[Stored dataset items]
------------------------

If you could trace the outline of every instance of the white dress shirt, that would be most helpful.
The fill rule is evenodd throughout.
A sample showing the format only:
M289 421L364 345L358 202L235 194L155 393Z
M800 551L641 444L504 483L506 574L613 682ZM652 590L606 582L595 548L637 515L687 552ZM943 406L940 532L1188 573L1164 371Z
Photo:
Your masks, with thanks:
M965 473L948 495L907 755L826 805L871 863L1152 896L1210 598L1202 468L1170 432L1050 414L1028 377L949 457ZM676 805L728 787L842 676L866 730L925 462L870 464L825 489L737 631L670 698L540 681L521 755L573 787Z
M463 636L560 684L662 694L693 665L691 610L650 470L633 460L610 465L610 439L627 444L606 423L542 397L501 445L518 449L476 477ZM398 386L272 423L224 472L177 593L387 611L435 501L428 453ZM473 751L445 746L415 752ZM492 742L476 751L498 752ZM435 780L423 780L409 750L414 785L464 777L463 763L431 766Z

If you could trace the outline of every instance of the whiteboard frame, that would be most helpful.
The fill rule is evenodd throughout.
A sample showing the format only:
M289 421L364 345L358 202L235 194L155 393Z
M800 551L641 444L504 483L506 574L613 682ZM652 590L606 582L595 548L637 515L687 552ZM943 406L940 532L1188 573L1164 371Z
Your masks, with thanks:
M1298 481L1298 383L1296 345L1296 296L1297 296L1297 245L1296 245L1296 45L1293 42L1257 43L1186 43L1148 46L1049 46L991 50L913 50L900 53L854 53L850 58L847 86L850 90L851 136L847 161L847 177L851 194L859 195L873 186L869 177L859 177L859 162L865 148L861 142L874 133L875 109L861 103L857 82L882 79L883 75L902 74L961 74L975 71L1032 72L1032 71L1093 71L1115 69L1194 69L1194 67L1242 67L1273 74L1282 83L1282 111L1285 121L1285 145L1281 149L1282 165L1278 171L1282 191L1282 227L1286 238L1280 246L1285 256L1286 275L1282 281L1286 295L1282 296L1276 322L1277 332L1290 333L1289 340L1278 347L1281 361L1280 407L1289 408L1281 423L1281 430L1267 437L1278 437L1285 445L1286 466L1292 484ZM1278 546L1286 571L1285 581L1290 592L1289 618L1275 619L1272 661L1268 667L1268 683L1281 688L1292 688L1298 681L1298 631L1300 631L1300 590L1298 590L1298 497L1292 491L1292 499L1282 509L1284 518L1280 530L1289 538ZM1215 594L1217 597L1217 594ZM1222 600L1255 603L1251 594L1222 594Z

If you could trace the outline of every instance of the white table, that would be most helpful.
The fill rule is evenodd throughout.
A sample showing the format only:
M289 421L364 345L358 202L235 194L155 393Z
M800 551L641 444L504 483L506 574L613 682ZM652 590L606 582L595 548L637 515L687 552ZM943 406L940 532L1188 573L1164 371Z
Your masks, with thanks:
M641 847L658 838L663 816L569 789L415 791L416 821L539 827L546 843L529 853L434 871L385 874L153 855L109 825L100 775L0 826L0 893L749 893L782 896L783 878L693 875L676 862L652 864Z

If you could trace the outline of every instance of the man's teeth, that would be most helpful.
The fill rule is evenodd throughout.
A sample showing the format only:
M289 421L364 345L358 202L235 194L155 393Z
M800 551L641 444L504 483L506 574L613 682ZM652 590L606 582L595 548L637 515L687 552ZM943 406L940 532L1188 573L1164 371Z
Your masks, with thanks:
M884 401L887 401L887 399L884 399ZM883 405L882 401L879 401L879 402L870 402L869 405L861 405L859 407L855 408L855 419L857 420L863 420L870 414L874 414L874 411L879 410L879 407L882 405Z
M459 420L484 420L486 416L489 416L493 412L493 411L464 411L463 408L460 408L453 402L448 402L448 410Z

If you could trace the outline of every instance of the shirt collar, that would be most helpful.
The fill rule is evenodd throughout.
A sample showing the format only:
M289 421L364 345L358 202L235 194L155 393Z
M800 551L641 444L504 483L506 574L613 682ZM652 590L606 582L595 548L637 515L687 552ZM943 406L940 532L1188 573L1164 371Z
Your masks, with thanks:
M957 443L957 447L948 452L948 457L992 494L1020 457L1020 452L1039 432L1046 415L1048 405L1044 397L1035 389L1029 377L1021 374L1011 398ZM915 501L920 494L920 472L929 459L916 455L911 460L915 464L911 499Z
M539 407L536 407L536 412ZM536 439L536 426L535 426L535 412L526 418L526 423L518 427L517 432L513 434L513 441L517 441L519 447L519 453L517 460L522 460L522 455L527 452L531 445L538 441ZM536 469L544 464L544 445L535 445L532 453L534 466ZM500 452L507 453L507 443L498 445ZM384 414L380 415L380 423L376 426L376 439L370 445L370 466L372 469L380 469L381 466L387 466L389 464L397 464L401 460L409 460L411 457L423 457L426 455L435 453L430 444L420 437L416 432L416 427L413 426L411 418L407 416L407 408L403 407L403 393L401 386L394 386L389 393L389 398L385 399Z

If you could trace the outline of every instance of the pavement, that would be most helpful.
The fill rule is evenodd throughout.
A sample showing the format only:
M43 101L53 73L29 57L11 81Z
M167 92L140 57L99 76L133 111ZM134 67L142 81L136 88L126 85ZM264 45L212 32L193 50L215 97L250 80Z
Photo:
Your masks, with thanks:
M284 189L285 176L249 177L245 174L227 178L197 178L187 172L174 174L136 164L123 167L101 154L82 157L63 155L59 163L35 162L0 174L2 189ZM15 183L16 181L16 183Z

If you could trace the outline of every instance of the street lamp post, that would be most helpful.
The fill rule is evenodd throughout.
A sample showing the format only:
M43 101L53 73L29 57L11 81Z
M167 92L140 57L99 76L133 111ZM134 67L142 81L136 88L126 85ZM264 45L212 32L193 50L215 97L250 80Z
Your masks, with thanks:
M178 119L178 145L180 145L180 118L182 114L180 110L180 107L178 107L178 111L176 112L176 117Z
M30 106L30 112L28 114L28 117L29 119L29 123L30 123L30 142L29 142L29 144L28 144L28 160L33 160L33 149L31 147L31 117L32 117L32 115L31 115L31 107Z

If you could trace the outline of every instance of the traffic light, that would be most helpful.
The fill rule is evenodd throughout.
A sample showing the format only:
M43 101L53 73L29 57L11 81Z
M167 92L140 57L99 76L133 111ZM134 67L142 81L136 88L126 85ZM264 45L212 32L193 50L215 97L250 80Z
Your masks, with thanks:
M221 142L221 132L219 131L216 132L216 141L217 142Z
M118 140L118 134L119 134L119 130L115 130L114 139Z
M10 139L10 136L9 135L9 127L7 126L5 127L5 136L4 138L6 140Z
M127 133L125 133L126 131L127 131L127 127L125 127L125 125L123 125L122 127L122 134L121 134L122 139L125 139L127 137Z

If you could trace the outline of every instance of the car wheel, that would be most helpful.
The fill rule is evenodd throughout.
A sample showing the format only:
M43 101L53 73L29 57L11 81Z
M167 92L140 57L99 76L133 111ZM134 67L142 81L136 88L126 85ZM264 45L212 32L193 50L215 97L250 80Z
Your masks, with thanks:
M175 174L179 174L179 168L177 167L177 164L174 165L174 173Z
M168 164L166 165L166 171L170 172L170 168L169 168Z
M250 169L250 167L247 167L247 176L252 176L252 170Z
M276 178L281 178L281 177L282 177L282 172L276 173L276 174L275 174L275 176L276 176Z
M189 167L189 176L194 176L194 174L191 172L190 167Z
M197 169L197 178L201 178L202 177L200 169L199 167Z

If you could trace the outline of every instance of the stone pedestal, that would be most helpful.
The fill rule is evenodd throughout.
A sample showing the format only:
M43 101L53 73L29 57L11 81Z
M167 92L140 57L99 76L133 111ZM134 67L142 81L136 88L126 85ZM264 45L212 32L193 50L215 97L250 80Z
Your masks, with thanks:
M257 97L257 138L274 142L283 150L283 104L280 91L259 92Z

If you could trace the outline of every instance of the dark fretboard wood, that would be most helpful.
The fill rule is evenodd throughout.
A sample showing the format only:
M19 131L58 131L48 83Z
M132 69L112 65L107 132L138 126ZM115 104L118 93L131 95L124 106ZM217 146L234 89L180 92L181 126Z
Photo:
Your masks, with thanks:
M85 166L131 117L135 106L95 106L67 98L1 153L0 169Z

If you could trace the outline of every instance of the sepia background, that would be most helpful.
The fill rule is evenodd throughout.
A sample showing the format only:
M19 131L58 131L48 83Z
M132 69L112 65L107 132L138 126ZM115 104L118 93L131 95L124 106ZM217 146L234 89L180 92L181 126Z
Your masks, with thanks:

------------------------

Render the lines of the data as a numbered list, leaving out blank lines, starting with the line that contains "wood, that would be most helpful." and going on through the last line of the data.

1. If you could trace the outline of every instance of the dark fretboard wood, that would be most helpful.
2. The fill rule is evenodd throughout.
3. A sample showing the format only:
4. M19 131L58 131L48 83Z
5. M132 69L112 65L107 132L138 126ZM115 104L118 93L131 95L124 106ZM217 146L234 89L180 92L181 126Z
6. Photo:
7. Your masks, with thanks:
8. M85 166L131 117L135 106L95 106L67 98L1 153L0 169Z
9. If you could trace the outline of every instance of the sepia background, that would be most helpful.
10. The fill rule is evenodd throughout.
11. A sample showing the format only:
12. M19 131L58 131L48 83Z
13. M132 69L112 65L107 132L138 126ZM115 104L118 93L131 95L124 106ZM217 146L234 89L180 92L181 126Z
14. Your masks, with thanks:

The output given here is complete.